» **PROBLEM STATEMENT**
Please quote the article on the remote stroke consultation system below in full, word for word.

» **PASSAGE PROVIDED**
════════
Early in the morning of Jan. 4, 2004, Pat Tisdale woke up feeling dizzy. Her head hurt, and she had trouble moving.
Hours later, doctors at Vail Valley Medical Center told her husband, Denver lawyer Doug Tisdale, that his 52-year-old wife had suffered a massive stroke and probably would not survive. She died two days later.
“At that moment,” Tisdale said, “I determined that no man should ever be as helpless, as clueless, as I was about stroke.”
That determination is how Vail Valley Medical Center came to have one of handful of remote systems for diagnosing and consulting on stroke treatment in the country.
The Internet-based system, subsidized in part by Tisdale, links Vail Valley to on-call stroke specialists based at Swedish Medical Center in Englewood 24 hours a day, seven days a week.
“Any time of the day or night, when a potential stroke occurs, they can call us and we turn on the camera remotely and examine the patient,” said Dr. Chris Fanale, a stroke neurologist at the Colorado Neurological Institute who practices at Swedish.
A camera in Vail transmits diagnostic images over the Internet to a camera attached to a neurologist’s computer.
Four neurologists are on call to consult via the system. One advantage is that the physicians can provide that consultation from home, or wherever they happen to be when the call comes, as long as they have a computer hookup.
Swedish and its neurology team hope to eventually have such systems all over the state.
The neurological institute has bought seven of the systems. One is already at Vail, and the remaining six are slated to be installed by year’s end.
Among the hospitals that may be linked in are ones in Springfield, Yuma, Durango and Trinidad.
The systems cost about $70,000. But Williams said that as a nonprofit – and a volume purchaser – the institute was able to get them for $35,000 each.
Thanks to Tisdale, who paid half the cost, the first system went to Vail.
The system there is being tested and should be operating within weeks.
“We’re very excited,” said Dr. Chip Woodland, the hospital’s medical director. “We’ve already had some amazing recoveries of patients we did TPA on. Now, having stroke camera opens it up for us to help more people.”
════════
» **Recorded data**
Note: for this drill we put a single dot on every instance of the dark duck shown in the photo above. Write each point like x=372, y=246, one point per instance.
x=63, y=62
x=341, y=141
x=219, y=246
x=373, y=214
════════
» **RESPONSE FOR THIS EXERCISE**
Early in the morning of Jan. 4, 2004, Pat Tisdale woke up feeling dizzy. Her head hurt, and she had trouble moving.
Hours later, doctors at Vail Valley Medical Center told her husband, Denver lawyer Doug Tisdale, that his 52-year-old wife had suffered a massive stroke and probably would not survive. She died two days later.
“At that moment,” Tisdale said, “I determined that no man should ever be as helpless, as clueless, as I was about stroke.”
That determination is how Vail Valley Medical Center came to have one of handful of remote systems for diagnosing and consulting on stroke treatment in the country.
The Internet-based system, subsidized in part by Tisdale, links Vail Valley to on-call stroke specialists based at Swedish Medical Center in Englewood 24 hours a day, seven days a week.
“Any time of the day or night, when a potential stroke occurs, they can call us and we turn on the camera remotely and examine the patient,” said Dr. Chris Fanale, a stroke neurologist at the Colorado Neurological Institute who practices at Swedish.
A camera in Vail transmits diagnostic images over the Internet to a camera attached to a neurologist’s computer.
Four neurologists are on call to consult via the system. One advantage is that the physicians can provide that consultation from home, or wherever they happen to be when the call comes, as long as they have a computer hookup.
Swedish and its neurology team hope to eventually have such systems all over the state.
The neurological institute has bought seven of the systems. One is already at Vail, and the remaining six are slated to be installed by year’s end.
Among the hospitals that may be linked in are ones in Springfield, Yuma, Durango and Trinidad.
The systems cost about $70,000. But Williams said that as a nonprofit – and a volume purchaser – the institute was able to get them for $35,000 each.
Thanks to Tisdale, who paid half the cost, the first system went to Vail.
The system there is being tested and should be operating within weeks.
“We’re very excited,” said Dr. Chip Woodland, the hospital’s medical director. “We’ve already had some amazing recoveries of patients we did TPA on. Now, having stroke camera opens it up for us to help more people.”